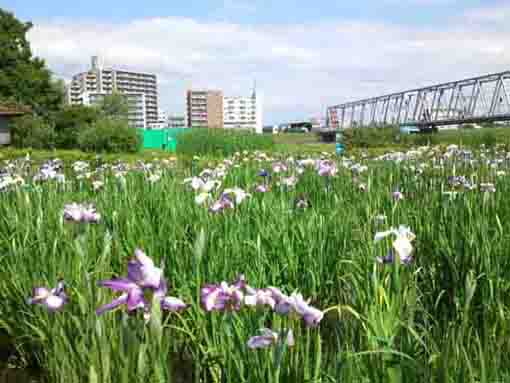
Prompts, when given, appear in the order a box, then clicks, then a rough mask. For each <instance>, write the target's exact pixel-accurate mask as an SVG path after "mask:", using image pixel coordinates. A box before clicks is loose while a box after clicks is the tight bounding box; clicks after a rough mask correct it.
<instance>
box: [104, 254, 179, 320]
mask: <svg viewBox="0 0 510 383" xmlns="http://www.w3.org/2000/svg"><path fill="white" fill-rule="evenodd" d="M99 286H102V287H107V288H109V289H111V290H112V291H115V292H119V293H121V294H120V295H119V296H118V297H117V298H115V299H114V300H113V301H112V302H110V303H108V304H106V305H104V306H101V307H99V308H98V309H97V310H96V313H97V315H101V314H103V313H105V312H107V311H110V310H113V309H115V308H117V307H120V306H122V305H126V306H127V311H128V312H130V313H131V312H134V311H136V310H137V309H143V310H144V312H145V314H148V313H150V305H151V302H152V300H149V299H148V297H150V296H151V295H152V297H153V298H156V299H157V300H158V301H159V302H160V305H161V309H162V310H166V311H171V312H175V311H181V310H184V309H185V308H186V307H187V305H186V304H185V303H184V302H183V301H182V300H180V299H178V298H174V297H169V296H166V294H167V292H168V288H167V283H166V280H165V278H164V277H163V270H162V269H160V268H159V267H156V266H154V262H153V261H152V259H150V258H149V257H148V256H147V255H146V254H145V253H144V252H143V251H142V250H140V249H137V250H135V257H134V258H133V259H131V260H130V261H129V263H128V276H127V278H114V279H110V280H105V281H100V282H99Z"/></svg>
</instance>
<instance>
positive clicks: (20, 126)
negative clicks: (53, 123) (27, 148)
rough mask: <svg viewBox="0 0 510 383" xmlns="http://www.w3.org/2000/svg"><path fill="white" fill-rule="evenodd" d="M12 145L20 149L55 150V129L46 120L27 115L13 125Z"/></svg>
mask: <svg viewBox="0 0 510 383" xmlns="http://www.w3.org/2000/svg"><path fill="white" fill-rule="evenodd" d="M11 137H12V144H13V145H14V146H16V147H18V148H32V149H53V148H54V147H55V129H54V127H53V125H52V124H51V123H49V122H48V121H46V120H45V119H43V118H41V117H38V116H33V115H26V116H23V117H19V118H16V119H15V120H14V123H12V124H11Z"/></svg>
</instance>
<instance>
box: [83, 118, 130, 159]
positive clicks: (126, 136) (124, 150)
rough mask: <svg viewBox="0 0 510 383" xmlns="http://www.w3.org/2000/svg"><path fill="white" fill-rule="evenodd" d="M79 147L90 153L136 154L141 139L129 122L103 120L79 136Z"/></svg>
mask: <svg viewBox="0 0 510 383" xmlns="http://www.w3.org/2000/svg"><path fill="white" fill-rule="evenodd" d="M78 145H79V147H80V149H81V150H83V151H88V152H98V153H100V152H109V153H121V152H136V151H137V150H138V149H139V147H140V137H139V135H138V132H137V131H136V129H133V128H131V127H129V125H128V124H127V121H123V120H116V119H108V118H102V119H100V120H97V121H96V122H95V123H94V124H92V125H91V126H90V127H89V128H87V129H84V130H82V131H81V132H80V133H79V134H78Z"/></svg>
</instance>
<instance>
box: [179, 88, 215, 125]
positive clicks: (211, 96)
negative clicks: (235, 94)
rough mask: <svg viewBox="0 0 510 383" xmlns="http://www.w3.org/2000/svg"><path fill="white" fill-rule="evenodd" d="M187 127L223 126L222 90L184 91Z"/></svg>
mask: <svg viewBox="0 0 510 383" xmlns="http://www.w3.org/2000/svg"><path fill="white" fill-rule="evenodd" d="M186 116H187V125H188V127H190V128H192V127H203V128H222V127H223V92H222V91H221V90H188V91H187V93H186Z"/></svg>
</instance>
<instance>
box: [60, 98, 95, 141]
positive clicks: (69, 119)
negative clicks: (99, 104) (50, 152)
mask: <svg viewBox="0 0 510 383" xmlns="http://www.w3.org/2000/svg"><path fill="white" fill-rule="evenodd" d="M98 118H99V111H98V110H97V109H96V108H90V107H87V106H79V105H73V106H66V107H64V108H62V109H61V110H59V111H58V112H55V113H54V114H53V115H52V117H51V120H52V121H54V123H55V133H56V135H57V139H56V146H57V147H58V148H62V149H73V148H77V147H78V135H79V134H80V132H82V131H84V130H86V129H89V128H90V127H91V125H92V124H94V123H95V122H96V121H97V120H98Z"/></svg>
==
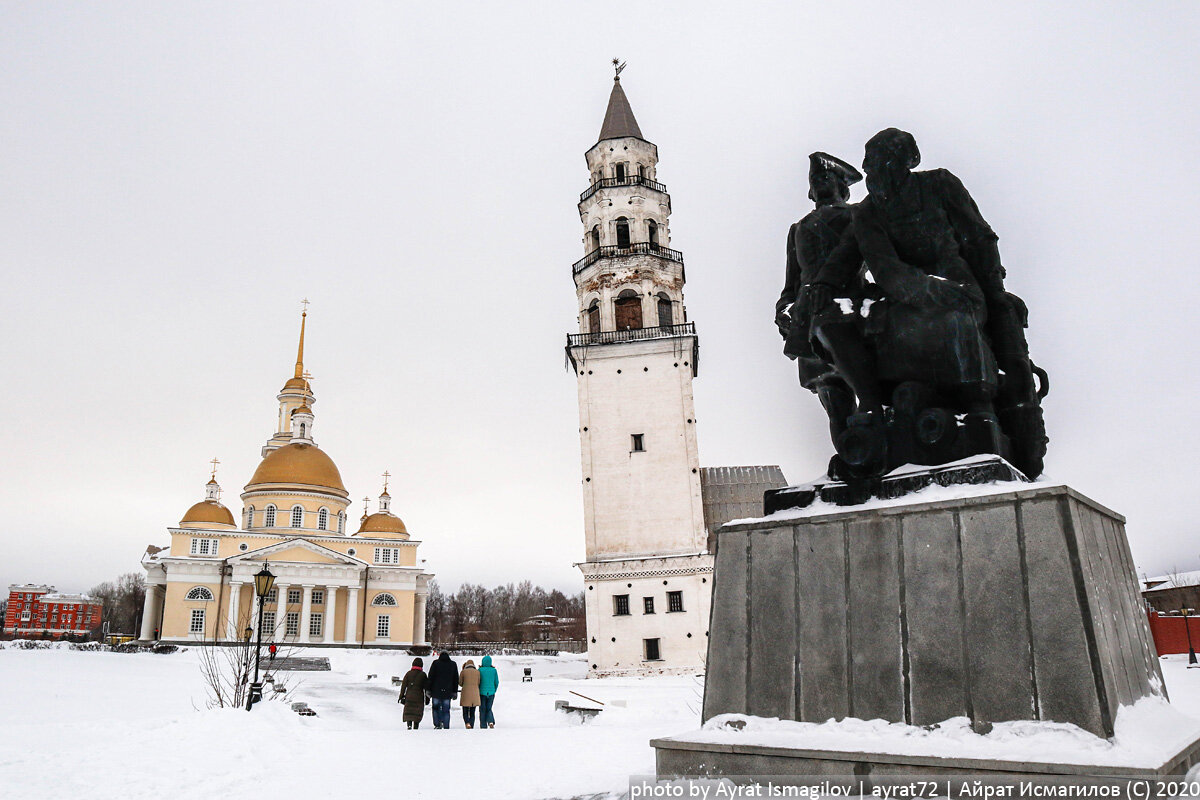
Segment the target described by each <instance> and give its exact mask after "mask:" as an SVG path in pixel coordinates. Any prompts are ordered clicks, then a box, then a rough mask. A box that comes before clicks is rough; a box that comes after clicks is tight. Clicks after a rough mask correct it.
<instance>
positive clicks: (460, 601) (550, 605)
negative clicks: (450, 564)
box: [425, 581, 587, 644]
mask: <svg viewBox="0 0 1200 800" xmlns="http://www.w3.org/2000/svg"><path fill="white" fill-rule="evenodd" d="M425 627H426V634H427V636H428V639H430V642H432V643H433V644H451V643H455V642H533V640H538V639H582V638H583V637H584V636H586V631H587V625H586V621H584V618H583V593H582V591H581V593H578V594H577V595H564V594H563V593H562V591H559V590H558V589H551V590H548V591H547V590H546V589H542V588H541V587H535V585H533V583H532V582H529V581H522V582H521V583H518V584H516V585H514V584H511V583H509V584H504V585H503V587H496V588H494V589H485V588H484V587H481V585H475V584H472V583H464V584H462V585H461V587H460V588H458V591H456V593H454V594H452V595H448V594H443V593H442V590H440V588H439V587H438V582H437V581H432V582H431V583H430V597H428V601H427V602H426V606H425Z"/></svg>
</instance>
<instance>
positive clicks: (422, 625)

_Assigned task_: If "positive" is in a line of the listing above, count that line; give the final number and nothing more.

_Result of this task_: 6